- **Records for the exercise**
-- Opening Marker --

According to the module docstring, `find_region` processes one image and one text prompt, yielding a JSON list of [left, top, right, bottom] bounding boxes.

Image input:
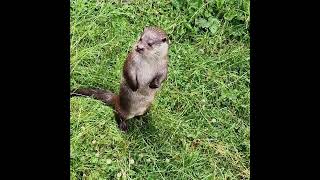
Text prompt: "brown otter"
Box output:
[[71, 27, 169, 132]]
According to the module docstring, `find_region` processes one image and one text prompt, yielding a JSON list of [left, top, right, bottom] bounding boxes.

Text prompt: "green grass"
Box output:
[[71, 0, 250, 179]]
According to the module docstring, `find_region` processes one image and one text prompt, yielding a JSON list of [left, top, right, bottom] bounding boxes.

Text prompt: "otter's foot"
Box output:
[[119, 121, 128, 132], [115, 113, 128, 132]]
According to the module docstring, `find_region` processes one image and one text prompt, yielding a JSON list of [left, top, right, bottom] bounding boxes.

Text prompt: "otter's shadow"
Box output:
[[126, 112, 159, 141]]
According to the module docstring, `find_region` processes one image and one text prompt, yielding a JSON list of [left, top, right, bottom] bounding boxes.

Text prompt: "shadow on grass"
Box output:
[[125, 111, 162, 145], [127, 112, 156, 132]]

-- Closing Marker --

- **Exercise prompt**
Search the records for the string "shadow" and report each line that has it.

- **Output**
Text prompt: "otter's shadow"
Text prompt: "shadow on grass"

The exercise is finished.